[Boundary annotation records]
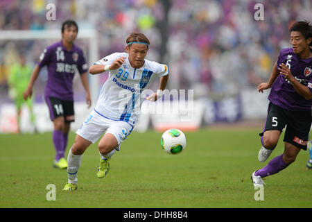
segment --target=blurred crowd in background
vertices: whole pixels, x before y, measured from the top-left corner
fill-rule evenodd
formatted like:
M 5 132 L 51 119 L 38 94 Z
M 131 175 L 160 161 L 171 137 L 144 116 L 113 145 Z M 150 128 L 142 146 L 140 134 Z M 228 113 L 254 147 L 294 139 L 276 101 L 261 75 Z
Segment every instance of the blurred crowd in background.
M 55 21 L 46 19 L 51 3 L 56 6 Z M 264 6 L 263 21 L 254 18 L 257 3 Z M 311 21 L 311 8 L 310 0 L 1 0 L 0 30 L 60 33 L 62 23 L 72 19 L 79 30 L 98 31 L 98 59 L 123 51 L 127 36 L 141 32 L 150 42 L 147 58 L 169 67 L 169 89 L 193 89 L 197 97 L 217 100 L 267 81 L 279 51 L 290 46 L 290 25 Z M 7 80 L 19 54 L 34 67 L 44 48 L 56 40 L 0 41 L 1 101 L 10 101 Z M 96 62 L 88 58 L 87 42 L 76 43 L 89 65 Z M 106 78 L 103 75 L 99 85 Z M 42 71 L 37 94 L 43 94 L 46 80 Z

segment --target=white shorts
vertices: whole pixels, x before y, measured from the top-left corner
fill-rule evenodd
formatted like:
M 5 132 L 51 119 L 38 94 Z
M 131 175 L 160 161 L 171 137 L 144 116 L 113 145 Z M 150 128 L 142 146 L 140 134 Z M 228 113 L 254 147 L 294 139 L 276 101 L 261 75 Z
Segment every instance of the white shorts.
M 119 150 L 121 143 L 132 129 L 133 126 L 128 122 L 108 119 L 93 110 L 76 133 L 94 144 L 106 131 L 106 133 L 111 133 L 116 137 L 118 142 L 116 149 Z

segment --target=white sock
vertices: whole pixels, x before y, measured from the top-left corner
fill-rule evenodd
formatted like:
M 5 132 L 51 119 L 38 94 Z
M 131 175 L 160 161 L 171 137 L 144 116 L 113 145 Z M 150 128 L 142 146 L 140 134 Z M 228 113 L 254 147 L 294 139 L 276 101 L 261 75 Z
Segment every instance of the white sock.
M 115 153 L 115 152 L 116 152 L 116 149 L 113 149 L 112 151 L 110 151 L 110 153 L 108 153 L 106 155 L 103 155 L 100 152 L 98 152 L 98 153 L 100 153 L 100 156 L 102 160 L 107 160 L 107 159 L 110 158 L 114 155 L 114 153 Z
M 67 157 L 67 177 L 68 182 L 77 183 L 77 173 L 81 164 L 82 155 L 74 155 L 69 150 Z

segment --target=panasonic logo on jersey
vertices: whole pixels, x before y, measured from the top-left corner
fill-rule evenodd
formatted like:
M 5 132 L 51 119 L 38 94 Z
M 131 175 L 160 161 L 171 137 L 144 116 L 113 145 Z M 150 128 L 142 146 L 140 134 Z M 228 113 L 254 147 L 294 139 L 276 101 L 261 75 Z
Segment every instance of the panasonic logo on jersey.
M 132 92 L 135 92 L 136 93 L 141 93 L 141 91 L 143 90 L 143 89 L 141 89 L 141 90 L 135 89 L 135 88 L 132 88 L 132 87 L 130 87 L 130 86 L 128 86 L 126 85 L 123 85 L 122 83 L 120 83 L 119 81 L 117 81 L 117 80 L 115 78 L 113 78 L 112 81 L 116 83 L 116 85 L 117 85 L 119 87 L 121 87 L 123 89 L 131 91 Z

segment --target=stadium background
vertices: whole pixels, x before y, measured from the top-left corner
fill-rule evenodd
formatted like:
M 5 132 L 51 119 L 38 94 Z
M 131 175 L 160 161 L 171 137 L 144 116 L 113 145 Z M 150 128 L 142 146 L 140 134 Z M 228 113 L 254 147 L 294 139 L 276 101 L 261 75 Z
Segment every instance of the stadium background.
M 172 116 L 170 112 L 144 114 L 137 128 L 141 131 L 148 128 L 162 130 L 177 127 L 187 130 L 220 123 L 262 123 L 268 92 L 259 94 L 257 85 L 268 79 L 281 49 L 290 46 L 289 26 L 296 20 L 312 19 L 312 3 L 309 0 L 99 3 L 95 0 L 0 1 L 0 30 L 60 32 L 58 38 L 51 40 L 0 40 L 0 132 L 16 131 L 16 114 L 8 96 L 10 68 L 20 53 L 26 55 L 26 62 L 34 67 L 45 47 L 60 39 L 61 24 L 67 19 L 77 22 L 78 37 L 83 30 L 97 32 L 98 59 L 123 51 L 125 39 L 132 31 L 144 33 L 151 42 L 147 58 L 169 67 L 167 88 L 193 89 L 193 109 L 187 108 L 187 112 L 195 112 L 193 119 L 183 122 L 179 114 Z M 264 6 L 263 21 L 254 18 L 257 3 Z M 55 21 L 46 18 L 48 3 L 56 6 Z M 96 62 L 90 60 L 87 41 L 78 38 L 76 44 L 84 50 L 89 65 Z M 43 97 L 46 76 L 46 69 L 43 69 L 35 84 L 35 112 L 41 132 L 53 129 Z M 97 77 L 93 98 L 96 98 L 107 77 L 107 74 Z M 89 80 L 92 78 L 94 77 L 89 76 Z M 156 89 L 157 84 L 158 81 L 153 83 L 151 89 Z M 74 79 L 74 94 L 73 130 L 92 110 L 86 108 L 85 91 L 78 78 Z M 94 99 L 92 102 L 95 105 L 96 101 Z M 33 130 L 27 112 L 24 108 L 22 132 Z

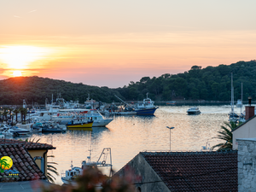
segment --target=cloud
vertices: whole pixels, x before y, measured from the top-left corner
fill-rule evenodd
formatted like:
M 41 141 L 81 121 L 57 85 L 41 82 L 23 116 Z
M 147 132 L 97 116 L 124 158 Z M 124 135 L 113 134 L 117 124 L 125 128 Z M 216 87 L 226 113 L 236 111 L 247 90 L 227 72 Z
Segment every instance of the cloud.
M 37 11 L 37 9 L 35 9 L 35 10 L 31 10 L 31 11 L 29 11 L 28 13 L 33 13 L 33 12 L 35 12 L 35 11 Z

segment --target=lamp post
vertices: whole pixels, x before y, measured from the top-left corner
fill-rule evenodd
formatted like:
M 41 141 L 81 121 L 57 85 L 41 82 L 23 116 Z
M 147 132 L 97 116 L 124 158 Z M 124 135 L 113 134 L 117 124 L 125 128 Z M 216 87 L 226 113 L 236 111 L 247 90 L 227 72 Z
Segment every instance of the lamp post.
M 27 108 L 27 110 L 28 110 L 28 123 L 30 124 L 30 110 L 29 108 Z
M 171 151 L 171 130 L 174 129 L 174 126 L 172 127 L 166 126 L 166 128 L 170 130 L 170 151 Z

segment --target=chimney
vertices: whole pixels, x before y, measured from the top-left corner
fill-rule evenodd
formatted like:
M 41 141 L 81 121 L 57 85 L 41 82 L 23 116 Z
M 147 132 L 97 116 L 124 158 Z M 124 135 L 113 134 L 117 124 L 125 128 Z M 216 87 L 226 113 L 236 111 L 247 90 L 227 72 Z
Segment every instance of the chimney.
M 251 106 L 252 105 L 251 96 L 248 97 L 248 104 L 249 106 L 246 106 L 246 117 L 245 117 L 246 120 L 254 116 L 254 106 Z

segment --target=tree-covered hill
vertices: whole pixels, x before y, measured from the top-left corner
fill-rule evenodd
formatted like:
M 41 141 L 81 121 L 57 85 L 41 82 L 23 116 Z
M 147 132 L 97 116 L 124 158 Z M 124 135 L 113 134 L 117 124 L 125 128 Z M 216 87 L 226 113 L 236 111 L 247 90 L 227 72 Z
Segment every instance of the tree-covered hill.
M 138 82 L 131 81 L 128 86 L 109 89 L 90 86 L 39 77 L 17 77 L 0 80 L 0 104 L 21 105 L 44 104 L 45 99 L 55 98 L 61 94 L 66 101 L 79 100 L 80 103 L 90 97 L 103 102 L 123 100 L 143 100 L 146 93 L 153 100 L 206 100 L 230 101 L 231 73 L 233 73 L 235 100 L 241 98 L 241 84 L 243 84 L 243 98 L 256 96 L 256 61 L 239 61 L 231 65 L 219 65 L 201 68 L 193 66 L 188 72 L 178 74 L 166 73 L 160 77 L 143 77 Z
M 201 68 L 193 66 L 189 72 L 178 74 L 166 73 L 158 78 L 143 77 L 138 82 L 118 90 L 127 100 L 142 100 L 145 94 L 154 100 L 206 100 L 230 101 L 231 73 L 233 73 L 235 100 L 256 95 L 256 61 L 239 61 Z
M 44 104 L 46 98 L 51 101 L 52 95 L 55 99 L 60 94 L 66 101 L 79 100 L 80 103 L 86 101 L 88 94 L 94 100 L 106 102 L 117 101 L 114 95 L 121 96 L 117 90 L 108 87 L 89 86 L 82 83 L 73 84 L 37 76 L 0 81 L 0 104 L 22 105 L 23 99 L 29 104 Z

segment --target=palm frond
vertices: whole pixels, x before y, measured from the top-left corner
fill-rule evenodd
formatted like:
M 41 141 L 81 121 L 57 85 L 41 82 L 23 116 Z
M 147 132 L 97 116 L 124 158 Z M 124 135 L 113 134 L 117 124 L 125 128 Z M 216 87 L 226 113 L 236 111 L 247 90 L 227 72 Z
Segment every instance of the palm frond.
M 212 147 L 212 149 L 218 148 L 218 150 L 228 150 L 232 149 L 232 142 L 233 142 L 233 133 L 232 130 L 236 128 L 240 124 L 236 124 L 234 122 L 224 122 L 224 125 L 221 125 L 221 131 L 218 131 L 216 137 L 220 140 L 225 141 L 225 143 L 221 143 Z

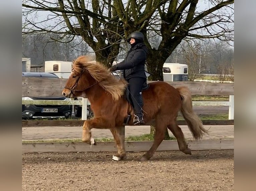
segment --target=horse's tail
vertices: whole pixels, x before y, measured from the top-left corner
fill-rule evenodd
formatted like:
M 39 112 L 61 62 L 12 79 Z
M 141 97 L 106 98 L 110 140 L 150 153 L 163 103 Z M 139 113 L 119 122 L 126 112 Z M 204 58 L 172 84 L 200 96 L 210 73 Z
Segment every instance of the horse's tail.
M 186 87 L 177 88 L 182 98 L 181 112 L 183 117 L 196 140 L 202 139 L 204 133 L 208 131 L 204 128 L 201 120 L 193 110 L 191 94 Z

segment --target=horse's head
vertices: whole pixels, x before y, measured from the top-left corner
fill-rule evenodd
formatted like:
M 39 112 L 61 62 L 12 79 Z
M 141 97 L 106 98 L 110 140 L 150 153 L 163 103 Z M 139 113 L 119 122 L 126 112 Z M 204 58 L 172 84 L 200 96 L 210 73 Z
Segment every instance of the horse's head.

* * *

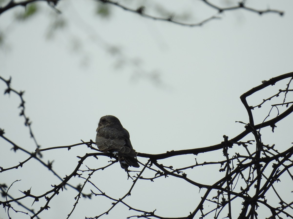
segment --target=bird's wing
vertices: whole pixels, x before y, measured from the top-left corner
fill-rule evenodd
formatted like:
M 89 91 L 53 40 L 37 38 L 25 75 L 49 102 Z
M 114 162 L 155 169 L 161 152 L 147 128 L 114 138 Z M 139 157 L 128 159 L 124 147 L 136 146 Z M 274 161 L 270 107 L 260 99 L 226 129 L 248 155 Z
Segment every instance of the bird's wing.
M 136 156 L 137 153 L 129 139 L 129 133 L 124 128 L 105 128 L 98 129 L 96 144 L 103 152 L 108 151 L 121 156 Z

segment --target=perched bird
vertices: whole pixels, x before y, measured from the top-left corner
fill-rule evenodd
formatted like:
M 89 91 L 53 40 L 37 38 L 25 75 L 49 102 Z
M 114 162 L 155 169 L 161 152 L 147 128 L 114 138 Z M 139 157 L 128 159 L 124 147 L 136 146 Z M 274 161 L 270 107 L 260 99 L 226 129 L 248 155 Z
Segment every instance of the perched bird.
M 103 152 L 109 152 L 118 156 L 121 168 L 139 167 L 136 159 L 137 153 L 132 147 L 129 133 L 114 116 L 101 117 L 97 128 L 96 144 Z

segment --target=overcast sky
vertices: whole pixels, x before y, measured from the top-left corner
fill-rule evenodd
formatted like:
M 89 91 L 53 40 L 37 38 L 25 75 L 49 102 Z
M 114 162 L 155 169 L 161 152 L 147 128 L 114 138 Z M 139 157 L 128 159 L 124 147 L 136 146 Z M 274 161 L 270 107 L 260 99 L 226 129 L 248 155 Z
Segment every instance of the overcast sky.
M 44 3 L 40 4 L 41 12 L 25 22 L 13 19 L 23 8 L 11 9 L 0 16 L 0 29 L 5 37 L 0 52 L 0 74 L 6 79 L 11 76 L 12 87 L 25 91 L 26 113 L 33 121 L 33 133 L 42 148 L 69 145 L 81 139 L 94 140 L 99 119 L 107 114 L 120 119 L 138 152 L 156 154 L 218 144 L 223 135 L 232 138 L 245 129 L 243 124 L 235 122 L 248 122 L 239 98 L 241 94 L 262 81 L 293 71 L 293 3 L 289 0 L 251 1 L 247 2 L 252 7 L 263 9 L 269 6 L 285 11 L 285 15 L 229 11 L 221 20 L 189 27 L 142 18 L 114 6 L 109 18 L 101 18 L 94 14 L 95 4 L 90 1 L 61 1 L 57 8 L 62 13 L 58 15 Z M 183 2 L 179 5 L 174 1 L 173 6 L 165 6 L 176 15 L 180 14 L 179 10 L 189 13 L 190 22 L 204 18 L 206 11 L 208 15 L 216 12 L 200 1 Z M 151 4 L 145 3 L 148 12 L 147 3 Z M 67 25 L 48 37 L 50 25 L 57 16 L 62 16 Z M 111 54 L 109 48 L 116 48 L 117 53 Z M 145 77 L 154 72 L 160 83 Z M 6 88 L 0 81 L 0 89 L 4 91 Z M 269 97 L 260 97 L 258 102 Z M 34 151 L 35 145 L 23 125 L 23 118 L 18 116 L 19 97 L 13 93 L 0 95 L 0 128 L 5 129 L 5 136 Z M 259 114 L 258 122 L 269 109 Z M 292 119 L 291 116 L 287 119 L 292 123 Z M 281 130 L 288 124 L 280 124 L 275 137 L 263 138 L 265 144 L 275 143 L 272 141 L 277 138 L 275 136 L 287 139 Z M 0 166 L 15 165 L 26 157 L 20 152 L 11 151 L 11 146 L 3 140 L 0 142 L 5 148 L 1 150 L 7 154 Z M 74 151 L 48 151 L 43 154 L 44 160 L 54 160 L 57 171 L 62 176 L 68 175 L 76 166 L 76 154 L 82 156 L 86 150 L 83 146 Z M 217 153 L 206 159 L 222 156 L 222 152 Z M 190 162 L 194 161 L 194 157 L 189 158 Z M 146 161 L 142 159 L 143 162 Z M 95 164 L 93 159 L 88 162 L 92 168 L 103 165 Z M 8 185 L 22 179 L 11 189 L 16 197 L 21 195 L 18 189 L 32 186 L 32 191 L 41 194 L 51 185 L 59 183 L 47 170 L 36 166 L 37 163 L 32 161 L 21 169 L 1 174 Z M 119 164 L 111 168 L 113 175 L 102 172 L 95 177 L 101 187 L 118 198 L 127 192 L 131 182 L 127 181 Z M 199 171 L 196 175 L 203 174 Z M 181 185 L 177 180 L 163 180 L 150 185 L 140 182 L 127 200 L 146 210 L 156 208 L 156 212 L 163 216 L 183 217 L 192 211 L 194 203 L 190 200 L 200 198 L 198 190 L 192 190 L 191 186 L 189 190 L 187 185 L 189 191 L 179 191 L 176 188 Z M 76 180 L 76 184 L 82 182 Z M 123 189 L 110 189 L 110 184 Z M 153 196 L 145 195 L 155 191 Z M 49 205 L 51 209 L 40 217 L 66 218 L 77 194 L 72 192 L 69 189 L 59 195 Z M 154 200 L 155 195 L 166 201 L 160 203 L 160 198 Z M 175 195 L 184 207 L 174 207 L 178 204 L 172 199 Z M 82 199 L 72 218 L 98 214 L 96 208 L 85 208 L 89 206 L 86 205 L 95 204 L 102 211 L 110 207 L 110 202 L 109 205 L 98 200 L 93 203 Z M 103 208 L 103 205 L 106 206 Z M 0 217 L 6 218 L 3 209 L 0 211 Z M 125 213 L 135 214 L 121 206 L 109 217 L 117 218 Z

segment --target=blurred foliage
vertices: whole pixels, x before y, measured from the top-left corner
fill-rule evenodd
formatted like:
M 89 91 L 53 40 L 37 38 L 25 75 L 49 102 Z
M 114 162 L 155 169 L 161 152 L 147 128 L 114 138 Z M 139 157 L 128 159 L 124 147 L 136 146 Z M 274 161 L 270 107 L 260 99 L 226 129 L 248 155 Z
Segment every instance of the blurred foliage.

> **Directions**:
Rewrite everything from the line containing "segment --target=palm frond" down to the line containing "M 186 87 L 177", replacing "palm frond" with "banana leaf" and keeping everything else unchanged. Leave the pictures out.

> **Result of the exercise**:
segment --target=banana leaf
vertices: whole pixels, x before y, measured from the top-left corner
fill-rule evenodd
formatted like:
M 41 141 L 81 121 L 57 85 L 41 82 L 23 116 Z
M 147 132 L 97 116 L 124 158 Z M 124 135 L 113 134 L 117 124 L 125 128 Z M 216 87 L 226 113 L 236 111 L 247 90 L 227 72 Z
Segment every instance of the banana leaf.
M 212 147 L 212 149 L 218 148 L 218 150 L 228 150 L 232 149 L 232 142 L 233 142 L 233 133 L 232 130 L 236 128 L 240 124 L 236 124 L 234 122 L 224 122 L 224 125 L 221 125 L 221 131 L 218 131 L 216 137 L 220 140 L 225 141 L 225 143 L 221 143 Z

segment --target=horse's tail
vertices: whole pixels, x before y, measured from the top-left corner
fill-rule evenodd
formatted like:
M 39 112 L 61 62 L 12 79 Z
M 141 97 L 106 98 L 110 140 L 150 153 L 163 103 Z M 139 113 L 119 122 L 126 112 Z M 204 58 L 172 84 L 200 96 L 210 73 Z
Segment every instance of the horse's tail.
M 186 87 L 177 88 L 182 98 L 181 112 L 183 117 L 196 140 L 202 139 L 204 133 L 208 131 L 204 128 L 201 120 L 193 110 L 191 94 Z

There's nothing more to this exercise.